(A data block)
----------------
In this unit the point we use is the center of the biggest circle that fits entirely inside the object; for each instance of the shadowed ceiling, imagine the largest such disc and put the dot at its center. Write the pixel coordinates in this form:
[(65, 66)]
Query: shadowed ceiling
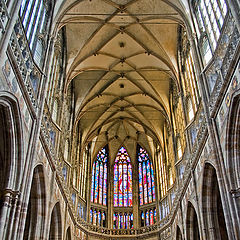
[(121, 58)]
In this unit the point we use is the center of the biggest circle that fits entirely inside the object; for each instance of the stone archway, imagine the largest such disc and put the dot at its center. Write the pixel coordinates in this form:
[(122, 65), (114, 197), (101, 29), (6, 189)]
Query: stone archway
[(192, 225), (179, 234), (68, 234), (55, 231), (11, 161), (36, 211), (212, 208)]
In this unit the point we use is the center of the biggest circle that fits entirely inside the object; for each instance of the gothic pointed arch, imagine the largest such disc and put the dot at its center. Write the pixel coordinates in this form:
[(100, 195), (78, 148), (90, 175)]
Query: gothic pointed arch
[(36, 211), (55, 231), (11, 142), (212, 209), (192, 226), (100, 177), (179, 234)]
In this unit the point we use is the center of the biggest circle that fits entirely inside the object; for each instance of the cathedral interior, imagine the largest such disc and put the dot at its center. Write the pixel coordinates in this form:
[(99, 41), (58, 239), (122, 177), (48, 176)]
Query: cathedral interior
[(119, 119)]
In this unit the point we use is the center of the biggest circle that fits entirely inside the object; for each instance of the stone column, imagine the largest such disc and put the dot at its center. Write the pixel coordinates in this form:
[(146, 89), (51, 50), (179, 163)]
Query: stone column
[(8, 216), (13, 10)]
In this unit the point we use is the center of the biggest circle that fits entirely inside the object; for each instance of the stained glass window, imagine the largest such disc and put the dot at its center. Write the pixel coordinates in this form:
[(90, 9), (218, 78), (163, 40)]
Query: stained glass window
[(210, 16), (148, 217), (99, 178), (123, 220), (146, 178), (97, 217), (122, 180)]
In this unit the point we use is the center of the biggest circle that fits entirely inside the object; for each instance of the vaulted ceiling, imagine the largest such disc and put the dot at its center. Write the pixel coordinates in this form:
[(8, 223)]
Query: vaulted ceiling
[(121, 59)]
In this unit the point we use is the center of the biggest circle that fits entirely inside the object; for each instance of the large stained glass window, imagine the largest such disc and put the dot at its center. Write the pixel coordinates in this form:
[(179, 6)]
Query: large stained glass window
[(98, 217), (122, 180), (99, 178), (148, 217), (123, 220), (146, 178)]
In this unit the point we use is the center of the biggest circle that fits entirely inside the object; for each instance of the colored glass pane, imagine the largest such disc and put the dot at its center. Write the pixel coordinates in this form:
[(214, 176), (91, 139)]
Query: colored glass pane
[(153, 184), (99, 218), (151, 218), (96, 183), (94, 217), (100, 183), (145, 183), (146, 178), (105, 185), (155, 215), (140, 184), (122, 180), (129, 185), (149, 182), (147, 218), (99, 178), (92, 187)]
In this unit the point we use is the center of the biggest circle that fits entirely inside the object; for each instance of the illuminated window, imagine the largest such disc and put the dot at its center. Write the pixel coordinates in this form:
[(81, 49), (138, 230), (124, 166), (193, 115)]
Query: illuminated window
[(179, 149), (34, 15), (210, 16), (146, 178), (83, 175), (122, 220), (148, 217), (122, 180), (98, 217), (162, 174), (99, 178)]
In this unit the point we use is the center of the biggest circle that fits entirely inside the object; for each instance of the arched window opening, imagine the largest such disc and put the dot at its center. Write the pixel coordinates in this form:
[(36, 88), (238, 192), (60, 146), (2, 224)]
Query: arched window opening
[(99, 178), (210, 16), (35, 15), (123, 220), (146, 178), (148, 217), (162, 174), (179, 149), (83, 174), (190, 111), (98, 217), (122, 180)]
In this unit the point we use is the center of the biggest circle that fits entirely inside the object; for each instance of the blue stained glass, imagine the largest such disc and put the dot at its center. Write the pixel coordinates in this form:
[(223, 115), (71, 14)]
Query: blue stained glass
[(153, 183), (101, 183), (149, 182), (122, 180), (145, 183)]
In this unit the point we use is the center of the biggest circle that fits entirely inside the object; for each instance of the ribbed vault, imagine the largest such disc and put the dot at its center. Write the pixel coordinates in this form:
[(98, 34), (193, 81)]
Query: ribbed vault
[(122, 60)]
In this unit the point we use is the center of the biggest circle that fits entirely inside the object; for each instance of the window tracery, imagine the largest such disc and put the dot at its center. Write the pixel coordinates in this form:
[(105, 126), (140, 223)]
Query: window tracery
[(210, 16), (34, 15), (99, 178), (122, 180), (146, 178)]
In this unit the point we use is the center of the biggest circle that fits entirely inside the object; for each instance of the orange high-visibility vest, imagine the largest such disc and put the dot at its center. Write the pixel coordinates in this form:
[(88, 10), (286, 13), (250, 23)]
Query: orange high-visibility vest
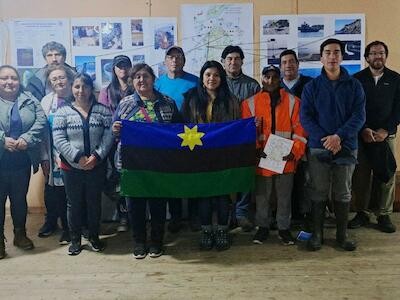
[(287, 124)]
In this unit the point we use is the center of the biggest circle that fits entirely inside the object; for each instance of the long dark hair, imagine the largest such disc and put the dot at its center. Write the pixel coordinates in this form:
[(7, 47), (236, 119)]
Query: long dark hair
[(222, 103), (87, 80)]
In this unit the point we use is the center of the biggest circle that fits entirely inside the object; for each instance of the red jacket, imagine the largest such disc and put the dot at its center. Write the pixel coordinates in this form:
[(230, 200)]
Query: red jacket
[(287, 124)]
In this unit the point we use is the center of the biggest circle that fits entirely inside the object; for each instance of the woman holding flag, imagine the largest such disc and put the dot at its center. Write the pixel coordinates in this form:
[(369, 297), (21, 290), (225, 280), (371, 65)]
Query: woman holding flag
[(212, 102), (145, 105)]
----------------
→ TASK STATEMENT:
Rename "pixel coordinates" to "image coordinates" throughout the listing above and reproduce it with everything else unchanged. Leave the pictures out.

→ EXPECTED OUTPUT:
In this unit the point we use is the center of the biggest circle that fits entirely inside the object; for each instance of the shadowed ceiling, imagine the largest such disc and put the dot at its center. Write the image coordinates in this form:
[(65, 66)]
Query: shadowed ceiling
[(121, 58)]
In this unit the point we use is the center of the biggest circle that fits entirely inside the object; for each instance of the stone archway, imagine the largest such disc and put the dot at its center. Write the image coordinates in this form:
[(122, 65), (114, 197), (101, 29), (6, 189)]
Query: stone archway
[(192, 225), (179, 234), (68, 234), (55, 231), (11, 161), (36, 211), (212, 208)]
In this unit the point we use is the center of the biggest circle that fits entirely inside the object; for each instance of the gothic pointed arch, imagine the largest such disc and put the dot at its center. Write the image coordinates in this form:
[(100, 195), (78, 148), (90, 175)]
Query: gothic pointed arch
[(36, 211), (55, 231), (11, 142), (212, 209), (192, 226), (100, 177), (179, 234)]
In this unit the point we use is the center of the biggest circle that fits entirely inside the object; for each instance of the cathedral interior, imagine the largest such disc and put the dot at its center. Write the image coordinates in this form:
[(99, 41), (58, 239), (122, 177), (48, 176)]
Query: cathedral interior
[(119, 119)]
In this unit the point we use is the center of the biggest circle that fits entirely inside the object; for each instance of the stone column, imagine the largest such disc and put the dot at its center. Write the image coordinates in this form:
[(146, 89), (51, 50), (179, 163)]
Query: stone column
[(8, 216), (13, 10)]
In this unit the point we use is the center of the biggest circle that fits entirely inside the object; for each instance of the stained glass window, imagine the largest such disc and put the dot at its center. Write the image coordinates in this form:
[(90, 9), (218, 78), (163, 40)]
Query: stained glass window
[(210, 16), (148, 217), (99, 178), (123, 220), (146, 178), (97, 217), (122, 180)]
In this unit the point we use is the center of the biggest circle that fits entirely inside the object; for each instance of the vaulted ceiling, imagine the largest such disc and put the dot at its center. Write the image coordinates in this form:
[(8, 223)]
Query: vaulted ceiling
[(121, 59)]
In this unit the point we use is the center of the biggest circle that fits entirely inside the object; for each instance of the large stained glass window, imagine the largest such disc and put the dot at its center. Write the image coordinates in this form:
[(179, 6)]
Query: large stained glass window
[(98, 217), (122, 180), (99, 178), (148, 217), (123, 220), (146, 178)]
In this unit the point we use is the center of the biggest circle that fits entirely inside the object; for each instance of the colored glass pane, imagine the largest such disc and put the dot at its center. Write the image coordinates in this form:
[(214, 176), (91, 139)]
Query: colored glass pane
[(153, 184), (99, 218), (151, 218), (96, 183), (94, 217), (100, 183), (145, 183), (146, 178), (105, 185), (155, 215), (140, 184), (122, 180), (129, 185), (149, 182), (147, 218), (99, 178), (92, 187)]
In this unit the point we use is the center of the biggest circle that fits entirely inside the object; for each instance of the illuminated window, imagine the largest such disc and put the dot at its center. Write the image coordinates in this form:
[(81, 49), (138, 230), (124, 166), (193, 115)]
Query: illuminated window
[(179, 149), (34, 15), (210, 16), (146, 178), (83, 175), (122, 220), (148, 217), (122, 180), (98, 217), (162, 174), (99, 178)]
In this unit the point we use is the center of the biggest circle that fits entirely inside the object; for each instance of the arched window opening, imagine the largest such disc and put the dot at its center. Write the image coordinates in this form:
[(36, 88), (238, 192), (60, 146), (2, 224)]
Query: arched window opening
[(99, 178), (210, 16), (35, 15), (123, 220), (146, 178), (148, 217), (162, 174), (179, 149), (83, 174), (190, 111), (98, 217), (122, 180)]
In this unit the point we use is the center of the biggest circle that fits entirely inside the object; for each instance of the blue stained glass, imagine the largest such disc and put the dot at its center. Write the image coordinates in this form:
[(223, 115), (71, 14)]
Query: blue stained glass
[(153, 183), (101, 183), (149, 182), (122, 180), (145, 183)]
In this unit the point we use is the center of the biggest circle that fits entirely inside the object; for each instance of the ribbed vault, imagine the largest such disc and put the dot at its center. Write the image coordinates in this form:
[(98, 34), (193, 81)]
Query: ribbed vault
[(122, 60)]
In this unit the point we use is the center of the biggest circle that fits entirely inside the object; for each instance of the window tracery, imagine the largest such disc and put the dot at its center. Write the image coordinates in this form:
[(105, 126), (140, 223)]
Query: window tracery
[(210, 16), (34, 15), (99, 178), (122, 180), (146, 178)]
In this unit the point we use is the center of the biggest circle that fits entirely inside the object; for each instance of the orange high-visibility vest, imagine the largest such disc and put the dot at its center. Write the image coordinates in this form:
[(88, 10), (286, 13), (250, 23)]
Query: orange high-visibility vest
[(287, 124)]
In this unit the point we use is the center of the biggest circle that fits entirely inside the object; for each instance of the long dark hair, imagine the largest such disc and put the dot at its center. Write the image coordinates in this form:
[(7, 47), (236, 119)]
Query: long dark hair
[(222, 103), (87, 80)]
In this unit the point we use is the center of the biggest circle that fits entirely inside the object; for each instance of the red jacket, imagine the largest such disc and put the dot at its center. Write the image coordinates in this form:
[(230, 200)]
Query: red jacket
[(287, 124)]
In this unit the point we use is the center of the biggest circle that fits entirely inside the object; for each instance of the woman holding flag, imagine the largest such disc and put the dot at its center. Write the image coordinates in this form:
[(369, 297), (21, 290), (225, 280), (371, 65)]
Query: woman holding flag
[(212, 102), (145, 105)]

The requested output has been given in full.